(Trecho fornecido):
┌──

Pode: “nascituro”, “criança por nascer”
O que realmente quer dizer: É um termo jurídico utilizado para designar o ente gerado ou concebido, de existência no ventre materno, mas que ainda não nasceu. Traduzindo: o feto ou o embrião. E que, por não ter nascido, não tem direitos civis ou políticos.
Por que usam esse termo? Parlamentares contra o direito de escolha tentam incluir o “nascituro” como um sujeito de direito. Isso porque se o embrião recém-concebido for legalmente visto como um cidadão, o aborto passaria a ser crime em todos os casos – inclusive os que hoje são legalizados.
Não pode: “planejamento reprodutivo”, “profilaxia da gravidez”
O que realmente quer dizer: São termos que falam sobre políticas públicas de educação, orientação profissional e fornecimento de métodos contraceptivos ou da chamada “pílula do dia seguinte” – que apenas evita a fecundação e não pode interromper uma gestação, para que mulheres possam decidir quando querem ser mães.
O que dizem que é: Recentemente, no parecer a um projeto que tratava da Semana Nacional de Conscientização sobre os Direitos das Gestantes, a deputada Chris Tonietto (PSL-RJ) foi contra o uso da expressão “planejamento reprodutivo” afirmando que ela estaria sendo utilizada inclusive pela ONU para fomento e viabilização do aborto.
Em outro projeto, de autoria do Poder Executivo, à época do governo de Dilma Rousseff, há a proposta de substituir o termo “profilaxia da gravidez” por “medicação com eficiência precoce para prevenir gravidez resultante de estupro”. A pílula do dia seguinte, como sabemos, não pode interromper uma gravidez, mas parlamentares temem que “profilaxia da gravidez” possa incluir procedimentos como o aborto ou medicamentos que induzem o abortamento.
Pode: “planejamento familiar” e “paternidade responsável”
O que realmente quer dizer: Planejamento familiar trata de recursos de saúde e educação para o planejamento conjunto do momento de ter filhos. Já paternidade responsável fala sobre a participação ativa do homem na criação dos filhos.

└──

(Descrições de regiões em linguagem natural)
┌──

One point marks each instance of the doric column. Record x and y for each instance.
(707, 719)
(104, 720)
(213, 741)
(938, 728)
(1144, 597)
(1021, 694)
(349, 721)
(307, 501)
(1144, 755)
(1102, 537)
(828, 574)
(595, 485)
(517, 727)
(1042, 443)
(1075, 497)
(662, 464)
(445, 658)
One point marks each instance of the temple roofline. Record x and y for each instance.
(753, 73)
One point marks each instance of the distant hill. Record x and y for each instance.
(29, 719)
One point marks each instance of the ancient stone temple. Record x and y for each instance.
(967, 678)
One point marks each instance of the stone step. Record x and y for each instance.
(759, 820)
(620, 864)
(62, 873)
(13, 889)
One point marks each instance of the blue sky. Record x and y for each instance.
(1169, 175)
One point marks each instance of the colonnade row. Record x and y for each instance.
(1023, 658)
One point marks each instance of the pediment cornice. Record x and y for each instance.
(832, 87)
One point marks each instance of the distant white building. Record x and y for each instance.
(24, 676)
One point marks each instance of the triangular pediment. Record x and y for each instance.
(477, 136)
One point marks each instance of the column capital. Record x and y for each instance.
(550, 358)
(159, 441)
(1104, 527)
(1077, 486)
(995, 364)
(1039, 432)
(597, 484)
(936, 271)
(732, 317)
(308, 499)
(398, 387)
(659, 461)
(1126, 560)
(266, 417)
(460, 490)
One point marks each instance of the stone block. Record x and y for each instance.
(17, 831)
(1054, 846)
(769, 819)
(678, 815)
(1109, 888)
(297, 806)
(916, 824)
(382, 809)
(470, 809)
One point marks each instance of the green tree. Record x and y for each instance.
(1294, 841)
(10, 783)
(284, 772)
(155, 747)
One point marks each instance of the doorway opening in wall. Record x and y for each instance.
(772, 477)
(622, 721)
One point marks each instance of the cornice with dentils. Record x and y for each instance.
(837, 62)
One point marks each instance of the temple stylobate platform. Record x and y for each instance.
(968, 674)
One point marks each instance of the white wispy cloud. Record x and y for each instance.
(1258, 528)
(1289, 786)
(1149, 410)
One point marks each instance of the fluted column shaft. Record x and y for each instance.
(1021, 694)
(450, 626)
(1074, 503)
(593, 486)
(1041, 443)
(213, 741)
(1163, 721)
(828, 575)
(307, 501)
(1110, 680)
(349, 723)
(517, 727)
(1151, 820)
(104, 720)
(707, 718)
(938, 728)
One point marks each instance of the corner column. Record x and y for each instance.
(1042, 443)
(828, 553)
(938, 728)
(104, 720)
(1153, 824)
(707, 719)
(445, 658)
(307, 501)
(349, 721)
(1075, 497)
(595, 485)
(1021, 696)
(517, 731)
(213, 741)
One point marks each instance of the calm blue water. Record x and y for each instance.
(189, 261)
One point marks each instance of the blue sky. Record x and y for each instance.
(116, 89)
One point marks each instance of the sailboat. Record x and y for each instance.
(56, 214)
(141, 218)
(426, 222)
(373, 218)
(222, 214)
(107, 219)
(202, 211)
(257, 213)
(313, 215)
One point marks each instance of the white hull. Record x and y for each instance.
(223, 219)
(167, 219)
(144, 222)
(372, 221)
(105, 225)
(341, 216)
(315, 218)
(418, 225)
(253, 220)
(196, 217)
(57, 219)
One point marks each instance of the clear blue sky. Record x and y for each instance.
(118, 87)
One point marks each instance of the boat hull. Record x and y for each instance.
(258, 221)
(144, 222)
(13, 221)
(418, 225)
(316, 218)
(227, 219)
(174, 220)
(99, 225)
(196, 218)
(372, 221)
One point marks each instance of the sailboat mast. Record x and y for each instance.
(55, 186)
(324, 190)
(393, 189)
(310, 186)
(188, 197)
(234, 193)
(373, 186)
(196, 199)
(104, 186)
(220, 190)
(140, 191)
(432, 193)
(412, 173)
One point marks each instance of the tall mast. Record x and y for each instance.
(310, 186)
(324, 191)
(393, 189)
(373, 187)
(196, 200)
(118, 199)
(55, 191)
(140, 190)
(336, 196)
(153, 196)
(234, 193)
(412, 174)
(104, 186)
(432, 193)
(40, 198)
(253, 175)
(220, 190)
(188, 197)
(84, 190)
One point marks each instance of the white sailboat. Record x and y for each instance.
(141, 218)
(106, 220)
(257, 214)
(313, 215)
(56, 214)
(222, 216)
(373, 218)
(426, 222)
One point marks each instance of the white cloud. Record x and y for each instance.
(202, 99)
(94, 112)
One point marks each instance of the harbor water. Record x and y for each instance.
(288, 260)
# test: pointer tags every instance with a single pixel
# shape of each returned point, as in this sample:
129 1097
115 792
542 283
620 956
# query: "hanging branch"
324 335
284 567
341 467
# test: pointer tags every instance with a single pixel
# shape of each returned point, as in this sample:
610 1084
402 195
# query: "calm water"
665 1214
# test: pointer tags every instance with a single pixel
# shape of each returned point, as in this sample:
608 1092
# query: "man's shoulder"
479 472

└──

(Instruções da tarefa): Retome o texto sobre os termos usados por parlamentares no debate sobre o aborto e continue-o logo após a última frase.

(Resultado do exercício):
Por que usam esses termos? Servem para o fortalecimento do ideal de família heteronormativa, formada por homem e mulher, como responsáveis pelas decisões reprodutivas. Além de reforçar os direitos e obrigações decorrentes dos vínculos paterno-filiais e materno-filiais. Em tramitação no Congresso, o Estatuto da Gestante, por exemplo, prevê a corresponsabilidade do homem na gravidez. O senador Eduardo Girão (PODEMOS-CE), autor da proposta, justifica que ao fugir de suas responsabilidades e abandonar as gestantes, esses pais muitas vezes levam à prática do aborto ou ao abandono das crianças.
Não pode: “gênero”, “igualdade de gênero”
O que realmente quer dizer? Uma construção social sobre o que significa ser mulher ou homem, com papéis e expectativas que a sociedade tem sobre comportamentos que acompanham (ou não) o sexo atribuído a uma pessoa.
O que dizem que é: Uma suposta ideologia que estaria sendo imposta às crianças, estimulando que se tornassem trans, gays ou lésbicas.
Pode: “sexo”, “paridade entre homens e mulheres”
O que realmente quer dizer: Sexo é o rótulo dado a alguém de acordo com uma série de fatores fisiológicos, como a genitália, os hormônios e os cromossomos. Já a paridade entre homens e mulheres trata da igualdade entre os gêneros masculino e feminino.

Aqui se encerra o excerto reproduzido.